◆ Location identification entries ◆
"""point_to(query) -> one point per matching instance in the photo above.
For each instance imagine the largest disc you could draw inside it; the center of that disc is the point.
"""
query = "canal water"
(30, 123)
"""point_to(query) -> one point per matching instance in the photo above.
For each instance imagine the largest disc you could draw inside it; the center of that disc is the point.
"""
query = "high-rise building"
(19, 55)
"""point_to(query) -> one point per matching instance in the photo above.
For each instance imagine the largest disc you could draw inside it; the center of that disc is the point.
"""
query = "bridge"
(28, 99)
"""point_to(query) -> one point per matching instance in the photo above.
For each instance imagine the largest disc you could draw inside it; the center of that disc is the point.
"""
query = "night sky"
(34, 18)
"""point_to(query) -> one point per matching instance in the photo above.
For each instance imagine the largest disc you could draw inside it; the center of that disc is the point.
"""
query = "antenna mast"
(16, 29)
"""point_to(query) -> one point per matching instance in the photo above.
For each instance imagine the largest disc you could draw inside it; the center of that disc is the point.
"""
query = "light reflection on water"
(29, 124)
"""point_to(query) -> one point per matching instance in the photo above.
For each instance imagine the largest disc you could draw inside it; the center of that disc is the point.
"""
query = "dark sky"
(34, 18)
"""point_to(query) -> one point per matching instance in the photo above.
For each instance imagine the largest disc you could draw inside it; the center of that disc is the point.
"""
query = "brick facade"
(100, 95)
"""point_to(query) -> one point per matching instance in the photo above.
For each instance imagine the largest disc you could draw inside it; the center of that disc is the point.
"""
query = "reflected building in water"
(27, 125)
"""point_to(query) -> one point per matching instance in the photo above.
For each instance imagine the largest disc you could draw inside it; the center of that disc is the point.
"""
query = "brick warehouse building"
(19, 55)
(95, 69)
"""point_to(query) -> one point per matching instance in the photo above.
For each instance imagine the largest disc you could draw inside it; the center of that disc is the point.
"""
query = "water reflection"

◆ WHAT YOU HAVE TO DO ◆
Make an exact copy of every entry.

◆ SOLUTION TO THIS PROBLEM ◆
"""point_to(query) -> one point per matching instance in the photo above.
For each instance imagine the largest disc you could draw inside it; the center of that disc is the point.
"""
query = "canal water"
(30, 123)
"""point_to(query) -> one point per matching instance in the photo above.
For each instance imagine the largest disc you could draw inside it; the center of that disc is the point.
"""
query = "high-rise building"
(19, 55)
"""point_to(query) -> one point per matching instance in the photo above.
For each instance imagine the largest disc you could draw inside it; the center of that disc is the point.
"""
query = "bridge"
(28, 99)
"""point_to(query) -> one point per matching instance in the photo above.
For each instance imagine the largest disc you could draw inside it; the center of that disc is the point.
"""
query = "night sky"
(34, 18)
"""point_to(query) -> one point per matching instance in the photo above.
For each instance imagine the largest disc you could draw inside it; the center of that disc is the point.
"""
query = "antenna mast"
(16, 29)
"""point_to(query) -> one point per matching instance in the photo above.
For each instance imagine the largest disc you could draw inside it; the center of that disc is the point.
"""
query = "light reflection on water"
(29, 124)
"""point_to(query) -> one point per matching instance in the photo above.
For each instance imagine the largest disc you could draw inside it; the center of that disc is the point.
"""
query = "dark sky"
(34, 18)
"""point_to(query) -> one point per matching instance in the photo above.
For each instance imagine the largest disc you could draw inside it; the center of that disc is the point.
"""
query = "brick facade"
(100, 95)
"""point_to(query) -> one point per matching instance in the photo above.
For each instance imagine the largest disc you could draw inside it; the center of that disc is the point.
"""
query = "reflected building in water"
(27, 125)
"""point_to(query) -> one point per matching instance in the photo above.
For each instance imagine the largest disc you could draw inside it; the center of that disc is the point.
"""
query = "brick warehouse building"
(19, 55)
(95, 69)
"""point_to(query) -> one point per matching instance in the photo above.
For each instance imagine the largest disc you could draw inside it; the center of that disc is the point.
"""
query = "water reflection"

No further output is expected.